## SOURCE TEXT
Among the many expositions of Godel's incompleteness theorems written for non-specialists, this book stands apart. With exceptional clarity, Franzen gives careful, non-technical explanations both of what those theorems say and, more importantly, what they do not. No other book aims, as his does, to address in detail the misunderstanding and abuses of the incompleteness theorems that are so rife in popular discussions of their significance. As an antidote to the many spurious appeals to incompleteness in theological, anti-mechanist and post-modernist debates, it is a valuable addition to the literature - John W. Dawson, Jr., author of Logical Dilemmas: The Life and Work of Kurl Godel Godel's Theorem has been used to argue that a computer can never be as smart as a human being because the extent of its knowledge is limited by a fixed set of axioms, whereas people can discover unexpected truths... It plays a part in modern linguistic theories, which emphasize the power of language to come up with new ways to express ideas. And it has been taken to imply that you'll never entirely understand yourself, since your mind, like any other closed system, can only be sure of what it knows about itself by relying on what it knows about itself. - An Incomplete Education, by Judy Jones and William Wilson


Author Information

A philosopher by training (PhD, University of Stockholm), Torkel Franzen has for the past twenty years been active working in computer science (at the Swedish Institute of Computer Science). He is the author of a number of books, among them Inexhaustibility: A Non-Exhaustive Treatment.

## AIM OF THE EXERCISE
Reproduce a passage from the book description above, beginning with the words "A philosopher by" and stopping after the words "A Non-Exhaustive Treatment.".

## MATERIAL PROVIDED
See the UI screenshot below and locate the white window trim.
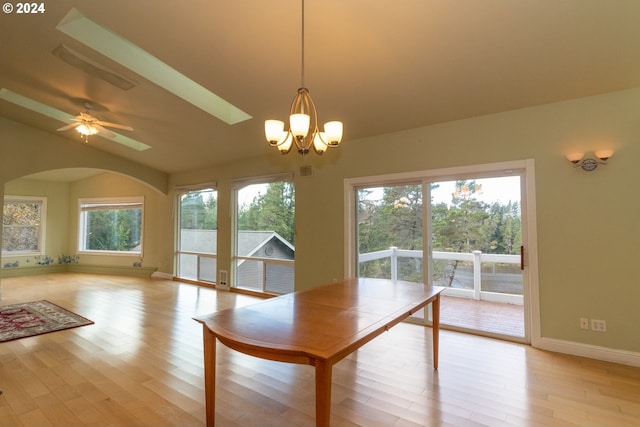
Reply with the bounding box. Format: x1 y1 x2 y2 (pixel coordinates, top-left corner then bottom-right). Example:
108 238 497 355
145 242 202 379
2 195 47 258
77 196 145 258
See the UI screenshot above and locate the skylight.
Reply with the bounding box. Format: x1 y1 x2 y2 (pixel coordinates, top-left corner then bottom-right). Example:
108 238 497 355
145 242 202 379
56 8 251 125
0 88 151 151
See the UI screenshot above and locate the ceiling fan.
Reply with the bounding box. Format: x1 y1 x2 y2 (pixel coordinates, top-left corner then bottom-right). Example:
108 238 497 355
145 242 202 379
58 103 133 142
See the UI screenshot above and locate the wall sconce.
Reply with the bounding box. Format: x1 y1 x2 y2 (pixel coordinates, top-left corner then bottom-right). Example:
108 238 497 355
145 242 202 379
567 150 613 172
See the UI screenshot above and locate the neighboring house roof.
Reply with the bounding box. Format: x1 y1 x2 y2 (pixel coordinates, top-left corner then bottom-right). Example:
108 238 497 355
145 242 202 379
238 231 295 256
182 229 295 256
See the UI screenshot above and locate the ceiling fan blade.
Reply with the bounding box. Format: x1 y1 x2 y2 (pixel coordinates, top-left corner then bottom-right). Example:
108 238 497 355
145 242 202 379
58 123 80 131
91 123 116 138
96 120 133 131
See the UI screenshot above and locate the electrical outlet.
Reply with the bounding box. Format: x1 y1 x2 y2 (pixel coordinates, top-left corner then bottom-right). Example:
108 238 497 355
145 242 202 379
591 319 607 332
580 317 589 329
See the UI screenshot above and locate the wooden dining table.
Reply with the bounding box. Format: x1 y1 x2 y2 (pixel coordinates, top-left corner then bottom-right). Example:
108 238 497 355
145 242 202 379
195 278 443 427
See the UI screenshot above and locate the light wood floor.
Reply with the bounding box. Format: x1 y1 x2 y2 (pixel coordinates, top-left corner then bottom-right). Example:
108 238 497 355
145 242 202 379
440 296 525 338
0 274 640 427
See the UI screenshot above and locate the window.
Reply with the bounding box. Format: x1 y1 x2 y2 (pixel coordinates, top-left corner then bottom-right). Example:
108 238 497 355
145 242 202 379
---
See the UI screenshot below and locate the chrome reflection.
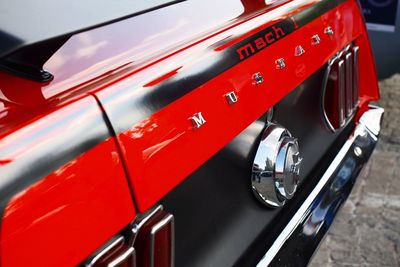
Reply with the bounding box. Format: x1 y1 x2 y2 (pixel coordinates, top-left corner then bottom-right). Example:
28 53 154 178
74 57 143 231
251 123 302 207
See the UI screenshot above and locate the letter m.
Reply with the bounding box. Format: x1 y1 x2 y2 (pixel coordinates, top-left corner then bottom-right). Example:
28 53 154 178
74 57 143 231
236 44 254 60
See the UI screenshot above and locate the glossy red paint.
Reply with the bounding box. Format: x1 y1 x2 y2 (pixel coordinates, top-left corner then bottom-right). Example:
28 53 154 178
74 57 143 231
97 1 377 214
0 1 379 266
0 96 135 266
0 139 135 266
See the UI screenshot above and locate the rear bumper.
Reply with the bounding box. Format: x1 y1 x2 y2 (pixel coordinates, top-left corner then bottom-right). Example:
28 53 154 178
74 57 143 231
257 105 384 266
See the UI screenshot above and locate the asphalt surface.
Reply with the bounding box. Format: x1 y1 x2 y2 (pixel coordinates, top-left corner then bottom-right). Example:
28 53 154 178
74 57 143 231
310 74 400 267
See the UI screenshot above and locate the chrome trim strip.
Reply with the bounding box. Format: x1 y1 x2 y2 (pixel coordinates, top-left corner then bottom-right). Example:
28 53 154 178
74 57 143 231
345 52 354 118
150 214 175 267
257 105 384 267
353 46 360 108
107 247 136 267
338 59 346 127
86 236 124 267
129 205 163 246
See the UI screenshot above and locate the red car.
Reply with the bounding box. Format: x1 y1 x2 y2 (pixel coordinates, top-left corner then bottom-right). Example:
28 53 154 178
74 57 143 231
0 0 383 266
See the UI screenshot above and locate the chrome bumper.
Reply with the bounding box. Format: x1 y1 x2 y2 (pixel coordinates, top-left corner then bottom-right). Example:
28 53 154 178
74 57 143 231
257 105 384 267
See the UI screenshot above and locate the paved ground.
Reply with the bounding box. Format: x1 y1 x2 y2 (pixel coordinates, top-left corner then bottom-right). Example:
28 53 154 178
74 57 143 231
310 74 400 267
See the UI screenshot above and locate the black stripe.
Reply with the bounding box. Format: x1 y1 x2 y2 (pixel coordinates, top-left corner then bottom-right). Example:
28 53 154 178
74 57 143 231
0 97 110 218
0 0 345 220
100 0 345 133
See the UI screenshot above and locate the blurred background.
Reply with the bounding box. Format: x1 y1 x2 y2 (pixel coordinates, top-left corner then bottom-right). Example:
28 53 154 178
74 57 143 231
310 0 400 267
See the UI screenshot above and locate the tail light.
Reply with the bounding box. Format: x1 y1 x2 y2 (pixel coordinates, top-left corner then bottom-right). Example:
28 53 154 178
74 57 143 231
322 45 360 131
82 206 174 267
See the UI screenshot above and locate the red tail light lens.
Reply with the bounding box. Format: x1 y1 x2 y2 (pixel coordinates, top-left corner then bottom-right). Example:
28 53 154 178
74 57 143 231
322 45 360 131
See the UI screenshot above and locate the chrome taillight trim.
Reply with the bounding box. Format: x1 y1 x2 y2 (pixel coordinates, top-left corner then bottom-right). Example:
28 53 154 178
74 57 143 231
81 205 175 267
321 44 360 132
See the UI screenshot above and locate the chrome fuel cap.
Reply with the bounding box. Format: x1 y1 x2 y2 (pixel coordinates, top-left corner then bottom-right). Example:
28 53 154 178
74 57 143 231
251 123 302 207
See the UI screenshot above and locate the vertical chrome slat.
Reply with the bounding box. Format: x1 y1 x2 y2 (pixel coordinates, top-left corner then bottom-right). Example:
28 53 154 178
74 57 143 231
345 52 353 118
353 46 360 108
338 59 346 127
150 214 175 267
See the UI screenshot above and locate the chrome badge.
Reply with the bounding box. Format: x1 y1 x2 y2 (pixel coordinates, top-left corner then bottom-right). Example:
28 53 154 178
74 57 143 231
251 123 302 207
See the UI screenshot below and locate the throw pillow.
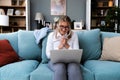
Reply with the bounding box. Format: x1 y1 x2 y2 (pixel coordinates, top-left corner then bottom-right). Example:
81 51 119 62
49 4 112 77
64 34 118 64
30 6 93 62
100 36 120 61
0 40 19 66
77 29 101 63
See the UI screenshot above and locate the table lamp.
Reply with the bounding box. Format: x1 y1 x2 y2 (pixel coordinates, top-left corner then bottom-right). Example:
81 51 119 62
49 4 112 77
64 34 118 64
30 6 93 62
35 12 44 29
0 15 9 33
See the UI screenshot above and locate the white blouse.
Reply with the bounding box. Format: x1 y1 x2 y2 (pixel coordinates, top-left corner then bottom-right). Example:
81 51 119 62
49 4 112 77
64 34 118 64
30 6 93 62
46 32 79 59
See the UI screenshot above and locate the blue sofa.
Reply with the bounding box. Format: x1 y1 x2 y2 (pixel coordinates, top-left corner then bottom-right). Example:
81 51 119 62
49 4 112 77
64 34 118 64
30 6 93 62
==
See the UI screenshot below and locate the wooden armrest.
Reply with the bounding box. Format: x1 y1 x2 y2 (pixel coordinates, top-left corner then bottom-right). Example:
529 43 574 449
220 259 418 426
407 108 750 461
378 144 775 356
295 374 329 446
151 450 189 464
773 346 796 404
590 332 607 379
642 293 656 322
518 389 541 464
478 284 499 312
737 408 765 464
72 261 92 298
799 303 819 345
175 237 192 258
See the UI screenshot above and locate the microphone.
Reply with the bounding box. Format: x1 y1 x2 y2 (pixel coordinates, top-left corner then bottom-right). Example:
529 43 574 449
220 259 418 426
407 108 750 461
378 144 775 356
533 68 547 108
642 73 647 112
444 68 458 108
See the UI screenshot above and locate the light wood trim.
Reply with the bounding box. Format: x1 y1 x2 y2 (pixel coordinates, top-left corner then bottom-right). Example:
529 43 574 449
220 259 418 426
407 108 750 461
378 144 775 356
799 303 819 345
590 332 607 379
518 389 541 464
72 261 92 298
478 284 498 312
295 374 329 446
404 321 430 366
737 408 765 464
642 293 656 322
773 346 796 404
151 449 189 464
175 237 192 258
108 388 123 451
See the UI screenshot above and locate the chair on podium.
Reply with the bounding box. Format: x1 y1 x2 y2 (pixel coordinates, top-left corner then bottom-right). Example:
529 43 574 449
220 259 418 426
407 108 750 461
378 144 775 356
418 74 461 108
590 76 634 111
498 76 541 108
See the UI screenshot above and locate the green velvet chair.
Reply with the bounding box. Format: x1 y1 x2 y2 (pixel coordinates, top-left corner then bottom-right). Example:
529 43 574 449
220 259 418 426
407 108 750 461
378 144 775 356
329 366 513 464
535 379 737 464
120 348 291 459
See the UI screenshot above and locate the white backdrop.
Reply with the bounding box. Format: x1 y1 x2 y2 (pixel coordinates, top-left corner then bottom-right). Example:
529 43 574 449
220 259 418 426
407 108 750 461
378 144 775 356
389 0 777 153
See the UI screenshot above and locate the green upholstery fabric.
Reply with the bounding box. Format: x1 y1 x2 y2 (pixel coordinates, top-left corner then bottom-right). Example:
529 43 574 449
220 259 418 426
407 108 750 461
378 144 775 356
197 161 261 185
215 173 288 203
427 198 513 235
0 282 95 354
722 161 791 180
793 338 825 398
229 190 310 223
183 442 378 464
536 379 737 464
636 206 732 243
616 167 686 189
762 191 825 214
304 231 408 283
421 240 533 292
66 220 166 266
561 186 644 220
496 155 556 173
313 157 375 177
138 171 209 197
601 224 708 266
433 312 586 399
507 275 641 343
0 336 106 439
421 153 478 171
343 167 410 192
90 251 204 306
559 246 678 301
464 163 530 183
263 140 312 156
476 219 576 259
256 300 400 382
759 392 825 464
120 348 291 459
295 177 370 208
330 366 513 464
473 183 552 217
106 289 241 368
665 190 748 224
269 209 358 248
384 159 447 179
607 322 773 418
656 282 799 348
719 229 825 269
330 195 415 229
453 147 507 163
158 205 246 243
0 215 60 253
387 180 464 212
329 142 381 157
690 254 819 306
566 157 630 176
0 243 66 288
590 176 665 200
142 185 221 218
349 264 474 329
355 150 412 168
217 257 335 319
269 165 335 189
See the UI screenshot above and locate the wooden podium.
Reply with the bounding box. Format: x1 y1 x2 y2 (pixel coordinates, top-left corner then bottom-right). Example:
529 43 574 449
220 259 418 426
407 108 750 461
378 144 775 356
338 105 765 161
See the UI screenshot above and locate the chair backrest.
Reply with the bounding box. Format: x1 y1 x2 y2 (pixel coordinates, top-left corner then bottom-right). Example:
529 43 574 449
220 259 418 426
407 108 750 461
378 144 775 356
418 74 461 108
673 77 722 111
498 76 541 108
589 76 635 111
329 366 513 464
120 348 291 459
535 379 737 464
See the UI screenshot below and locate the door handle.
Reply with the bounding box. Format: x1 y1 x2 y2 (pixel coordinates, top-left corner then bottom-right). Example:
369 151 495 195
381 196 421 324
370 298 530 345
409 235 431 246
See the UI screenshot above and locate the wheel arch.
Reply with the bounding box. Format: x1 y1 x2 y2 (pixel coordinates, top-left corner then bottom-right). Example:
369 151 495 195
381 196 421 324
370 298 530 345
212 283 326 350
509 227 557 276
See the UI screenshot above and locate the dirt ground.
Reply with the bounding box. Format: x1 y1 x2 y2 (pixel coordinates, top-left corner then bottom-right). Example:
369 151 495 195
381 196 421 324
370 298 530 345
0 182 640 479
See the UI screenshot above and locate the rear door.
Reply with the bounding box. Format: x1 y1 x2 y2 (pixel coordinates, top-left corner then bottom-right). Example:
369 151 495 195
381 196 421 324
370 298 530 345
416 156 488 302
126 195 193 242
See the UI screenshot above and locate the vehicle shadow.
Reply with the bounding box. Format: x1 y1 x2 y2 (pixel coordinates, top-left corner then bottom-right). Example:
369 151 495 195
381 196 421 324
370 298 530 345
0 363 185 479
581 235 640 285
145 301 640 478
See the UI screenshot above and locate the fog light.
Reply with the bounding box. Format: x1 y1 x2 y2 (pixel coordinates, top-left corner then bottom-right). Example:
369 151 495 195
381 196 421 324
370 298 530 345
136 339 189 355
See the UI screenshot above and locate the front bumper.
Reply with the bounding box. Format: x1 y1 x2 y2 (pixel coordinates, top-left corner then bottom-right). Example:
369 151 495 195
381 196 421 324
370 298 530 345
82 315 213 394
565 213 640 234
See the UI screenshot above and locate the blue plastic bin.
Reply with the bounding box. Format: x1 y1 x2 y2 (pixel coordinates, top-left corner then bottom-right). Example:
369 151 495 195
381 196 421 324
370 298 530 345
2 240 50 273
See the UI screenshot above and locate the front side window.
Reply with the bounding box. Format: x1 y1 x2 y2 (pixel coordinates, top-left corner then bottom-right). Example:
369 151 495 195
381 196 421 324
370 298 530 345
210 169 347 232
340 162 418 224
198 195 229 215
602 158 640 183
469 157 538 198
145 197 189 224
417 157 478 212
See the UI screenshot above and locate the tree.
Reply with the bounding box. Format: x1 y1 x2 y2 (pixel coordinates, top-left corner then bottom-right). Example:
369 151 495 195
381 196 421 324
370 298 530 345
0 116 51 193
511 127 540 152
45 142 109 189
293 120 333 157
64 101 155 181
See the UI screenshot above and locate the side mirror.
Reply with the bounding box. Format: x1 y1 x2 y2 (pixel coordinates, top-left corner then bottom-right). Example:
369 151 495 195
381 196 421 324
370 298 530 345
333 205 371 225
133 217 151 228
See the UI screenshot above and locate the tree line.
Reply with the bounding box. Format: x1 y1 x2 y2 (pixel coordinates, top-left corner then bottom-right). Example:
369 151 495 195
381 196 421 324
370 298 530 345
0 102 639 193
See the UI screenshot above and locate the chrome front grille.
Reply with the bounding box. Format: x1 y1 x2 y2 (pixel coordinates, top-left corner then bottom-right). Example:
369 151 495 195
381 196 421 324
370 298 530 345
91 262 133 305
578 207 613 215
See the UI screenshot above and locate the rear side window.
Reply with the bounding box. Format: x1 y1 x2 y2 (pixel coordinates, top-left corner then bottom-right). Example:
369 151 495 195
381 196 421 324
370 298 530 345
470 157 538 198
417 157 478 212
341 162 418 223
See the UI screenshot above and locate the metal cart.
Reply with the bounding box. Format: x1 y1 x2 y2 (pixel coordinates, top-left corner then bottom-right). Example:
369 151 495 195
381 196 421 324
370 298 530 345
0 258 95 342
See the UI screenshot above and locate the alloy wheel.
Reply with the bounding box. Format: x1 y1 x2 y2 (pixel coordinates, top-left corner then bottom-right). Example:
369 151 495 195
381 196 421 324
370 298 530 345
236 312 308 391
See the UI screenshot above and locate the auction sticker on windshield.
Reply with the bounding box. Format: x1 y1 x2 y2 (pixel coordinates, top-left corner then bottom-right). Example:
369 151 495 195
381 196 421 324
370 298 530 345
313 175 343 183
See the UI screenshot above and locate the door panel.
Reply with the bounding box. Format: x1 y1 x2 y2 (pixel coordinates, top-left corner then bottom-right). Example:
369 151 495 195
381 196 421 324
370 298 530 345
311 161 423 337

## EXERCISE OUTPUT
A philosopher by training (PhD, University of Stockholm), Torkel Franzen has for the past twenty years been active working in computer science (at the Swedish Institute of Computer Science). He is the author of a number of books, among them Inexhaustibility: A Non-Exhaustive Treatment.